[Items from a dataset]
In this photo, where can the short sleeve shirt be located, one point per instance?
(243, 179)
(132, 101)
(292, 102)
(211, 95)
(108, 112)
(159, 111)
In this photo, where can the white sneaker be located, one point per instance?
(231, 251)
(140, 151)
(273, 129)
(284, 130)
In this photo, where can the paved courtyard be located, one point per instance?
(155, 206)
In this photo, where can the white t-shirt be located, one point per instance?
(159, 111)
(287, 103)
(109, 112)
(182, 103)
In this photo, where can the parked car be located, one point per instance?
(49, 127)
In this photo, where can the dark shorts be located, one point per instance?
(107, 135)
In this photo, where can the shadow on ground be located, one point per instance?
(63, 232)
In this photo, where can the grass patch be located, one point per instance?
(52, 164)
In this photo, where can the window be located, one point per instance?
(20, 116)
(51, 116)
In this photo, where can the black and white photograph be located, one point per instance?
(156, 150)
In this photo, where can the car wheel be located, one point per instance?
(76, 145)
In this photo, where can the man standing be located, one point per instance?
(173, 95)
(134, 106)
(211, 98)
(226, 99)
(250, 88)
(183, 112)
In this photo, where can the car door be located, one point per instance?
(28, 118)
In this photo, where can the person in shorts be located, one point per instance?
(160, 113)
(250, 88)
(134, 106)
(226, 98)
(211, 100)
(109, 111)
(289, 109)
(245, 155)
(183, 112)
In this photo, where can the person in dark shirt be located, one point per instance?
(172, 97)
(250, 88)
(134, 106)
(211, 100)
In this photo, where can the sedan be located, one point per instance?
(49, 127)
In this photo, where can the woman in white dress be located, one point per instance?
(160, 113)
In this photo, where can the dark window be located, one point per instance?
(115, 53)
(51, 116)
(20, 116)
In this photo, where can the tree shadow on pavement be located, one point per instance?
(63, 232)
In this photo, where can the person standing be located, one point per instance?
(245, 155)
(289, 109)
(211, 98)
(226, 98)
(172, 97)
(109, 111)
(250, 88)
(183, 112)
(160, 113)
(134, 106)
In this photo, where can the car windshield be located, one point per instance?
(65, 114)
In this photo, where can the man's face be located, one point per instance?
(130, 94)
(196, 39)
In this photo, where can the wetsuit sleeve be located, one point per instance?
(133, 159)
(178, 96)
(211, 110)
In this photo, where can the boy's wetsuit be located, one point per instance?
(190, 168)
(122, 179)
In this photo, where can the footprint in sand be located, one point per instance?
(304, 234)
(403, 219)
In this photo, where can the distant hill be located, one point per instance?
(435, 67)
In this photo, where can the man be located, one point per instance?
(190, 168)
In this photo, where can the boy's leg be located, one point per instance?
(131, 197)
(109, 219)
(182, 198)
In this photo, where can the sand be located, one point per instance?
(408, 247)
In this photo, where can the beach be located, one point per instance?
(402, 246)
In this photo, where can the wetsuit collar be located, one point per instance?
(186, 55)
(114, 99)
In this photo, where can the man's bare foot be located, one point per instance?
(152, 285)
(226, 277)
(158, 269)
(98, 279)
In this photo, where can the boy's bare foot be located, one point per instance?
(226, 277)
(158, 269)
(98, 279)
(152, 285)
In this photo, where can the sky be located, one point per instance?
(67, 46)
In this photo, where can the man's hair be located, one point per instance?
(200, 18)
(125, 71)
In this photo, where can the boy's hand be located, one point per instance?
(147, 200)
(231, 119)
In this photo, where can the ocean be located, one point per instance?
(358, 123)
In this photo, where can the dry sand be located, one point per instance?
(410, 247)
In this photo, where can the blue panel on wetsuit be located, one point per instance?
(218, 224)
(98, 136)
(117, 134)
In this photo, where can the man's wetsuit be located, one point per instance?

» To be done: Write out every record shown above, word for word.

» Answer for this exercise:
In this photo, where can the short sleeve shirt be located, one point per instance?
(243, 179)
(132, 101)
(292, 102)
(211, 95)
(108, 112)
(159, 111)
In this photo, where can the white sneaker be located, one point per instance?
(231, 251)
(140, 151)
(273, 129)
(284, 130)
In this photo, where can the paved courtyard be located, one point per instance?
(155, 206)
In this photo, where can the white t-shirt be located, one point per instance?
(159, 111)
(287, 103)
(109, 112)
(182, 103)
In this photo, where can the parked car be located, one point per instance?
(49, 127)
In this photo, where can the dark shorts be located, one point per instance?
(107, 135)
In this photo, where can the shadow on ground be located, one point per instance?
(63, 232)
In this photo, where can the grass patch be located, one point per instance?
(52, 164)
In this photo, where can the window be located, one point per instance?
(20, 116)
(51, 116)
In this photo, where can the black and white photograph be located, one point per instance?
(156, 150)
In this photo, where can the car wheel be located, one point per instance?
(76, 145)
In this photo, where can the man standing be located, one point per instance?
(173, 95)
(134, 106)
(211, 98)
(226, 99)
(250, 88)
(183, 112)
In this photo, where can the car door be located, one point per instance?
(28, 118)
In this photo, where can the person in shorts be located, one point per instance?
(160, 113)
(250, 88)
(134, 106)
(226, 98)
(211, 100)
(109, 111)
(289, 109)
(245, 155)
(183, 112)
In this photo, where can the person in dark shirt be located, one point per instance?
(172, 97)
(250, 88)
(134, 106)
(211, 100)
In this photo, where can the sedan be located, one point per instance?
(49, 127)
In this photo, where can the woman in white dress be located, one point per instance?
(160, 113)
In this photo, where can the dark window be located, one point per instance?
(115, 53)
(51, 116)
(20, 116)
In this photo, where can the tree shadow on pavement be located, one point per instance?
(63, 232)
In this photo, where can the person standing be located, one point per instance?
(245, 155)
(289, 109)
(211, 98)
(226, 98)
(172, 97)
(109, 111)
(250, 88)
(183, 112)
(160, 113)
(134, 106)
In this photo, where can the car windshield be located, one point per instance?
(65, 114)
In this photo, where can the man's face be located, one point per instance?
(130, 94)
(196, 39)
In this photo, where can the wetsuit sleeve be located, one point per instance?
(133, 159)
(178, 96)
(211, 110)
In this photo, where can the boy's wetsuit be located, one point per instance?
(190, 168)
(122, 179)
In this photo, where can the footprint in sand be located, one point per instance?
(304, 234)
(403, 219)
In this photo, where can the distant hill be located, one point per instance?
(435, 67)
In this photo, where can the man be located, one point per instance?
(190, 168)
In this photo, where can the boy's leg be located, one point per instance?
(131, 197)
(109, 219)
(182, 198)
In this photo, where can the sand be located, one point per instance?
(408, 247)
In this photo, where can the beach be located, one point per instance?
(402, 246)
In this photo, where can the wetsuit collar be located, one point per instance?
(186, 55)
(114, 99)
In this photo, where can the man's bare foot be located, one point per instance?
(152, 285)
(226, 277)
(158, 269)
(98, 279)
In this photo, where can the boy's bare foot be located, one point per instance?
(226, 277)
(158, 269)
(98, 279)
(152, 285)
In this photo, where can the sky be located, one point per instance?
(67, 46)
In this photo, where can the man's hair be located, one point per instance?
(200, 18)
(125, 71)
In this photo, where can the boy's hand be located, one point per instance?
(147, 200)
(231, 119)
In this photo, where can the ocean be located, one point per instance?
(358, 123)
In this photo, where can the dry sand be located, one point per instance?
(410, 247)
In this photo, where can the blue panel on wetsuit be located, one point per instance?
(218, 224)
(98, 136)
(117, 134)
In this photo, where can the man's wetsuit be located, one point per instance?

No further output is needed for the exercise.